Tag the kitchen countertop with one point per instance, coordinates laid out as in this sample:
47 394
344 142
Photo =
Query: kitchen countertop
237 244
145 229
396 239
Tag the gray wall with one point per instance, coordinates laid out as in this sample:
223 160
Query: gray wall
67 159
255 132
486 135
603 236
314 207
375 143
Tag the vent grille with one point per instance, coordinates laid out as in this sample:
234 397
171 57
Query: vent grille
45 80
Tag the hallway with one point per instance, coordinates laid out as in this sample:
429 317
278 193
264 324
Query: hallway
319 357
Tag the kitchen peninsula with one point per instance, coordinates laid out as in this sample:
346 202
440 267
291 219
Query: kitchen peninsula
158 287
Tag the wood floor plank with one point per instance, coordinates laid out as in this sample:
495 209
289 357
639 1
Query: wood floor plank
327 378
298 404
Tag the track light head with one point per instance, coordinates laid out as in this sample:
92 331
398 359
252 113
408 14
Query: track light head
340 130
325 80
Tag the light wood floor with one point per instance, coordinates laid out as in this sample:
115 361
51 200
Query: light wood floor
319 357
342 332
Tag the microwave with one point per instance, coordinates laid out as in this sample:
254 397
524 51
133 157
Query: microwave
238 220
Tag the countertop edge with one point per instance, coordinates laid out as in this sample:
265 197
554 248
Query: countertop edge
========
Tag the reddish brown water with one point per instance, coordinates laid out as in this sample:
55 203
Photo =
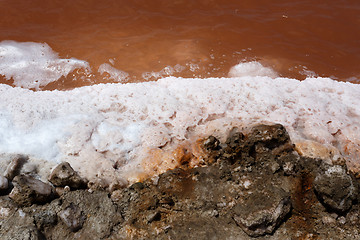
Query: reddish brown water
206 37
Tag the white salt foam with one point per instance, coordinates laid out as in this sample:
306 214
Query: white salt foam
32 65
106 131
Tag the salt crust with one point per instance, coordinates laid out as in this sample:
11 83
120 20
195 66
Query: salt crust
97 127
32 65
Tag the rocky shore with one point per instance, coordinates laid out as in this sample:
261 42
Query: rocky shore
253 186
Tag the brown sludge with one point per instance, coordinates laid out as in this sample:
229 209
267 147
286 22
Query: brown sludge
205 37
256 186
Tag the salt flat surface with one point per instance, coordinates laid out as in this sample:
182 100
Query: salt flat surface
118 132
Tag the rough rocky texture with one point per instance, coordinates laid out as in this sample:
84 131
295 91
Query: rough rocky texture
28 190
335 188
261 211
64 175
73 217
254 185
========
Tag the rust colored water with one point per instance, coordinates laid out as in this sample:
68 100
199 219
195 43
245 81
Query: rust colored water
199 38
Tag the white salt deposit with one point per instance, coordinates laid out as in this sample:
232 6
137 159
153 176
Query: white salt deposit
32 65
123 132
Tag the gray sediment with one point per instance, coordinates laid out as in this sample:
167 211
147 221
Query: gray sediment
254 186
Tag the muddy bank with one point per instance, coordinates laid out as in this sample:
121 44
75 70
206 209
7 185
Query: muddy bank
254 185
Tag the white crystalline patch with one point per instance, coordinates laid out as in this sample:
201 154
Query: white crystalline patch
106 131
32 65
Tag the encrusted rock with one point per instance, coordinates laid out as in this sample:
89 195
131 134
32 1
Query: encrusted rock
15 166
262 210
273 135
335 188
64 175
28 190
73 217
========
Copy out every line of the data that opens with the line containing "Tag the microwave" and closes with the line containing "Query: countertop edge", requests included. Move each answer coordinate by -107 and leave the sample coordinates in the requests as they are.

Tag the microwave with one point per instance, coordinates laid out as in this sample:
254 397
524 51
133 157
Query: microwave
131 113
Tag the countertop edge with one point per instance, coordinates laid out as in this sample:
265 197
554 248
Query: countertop edge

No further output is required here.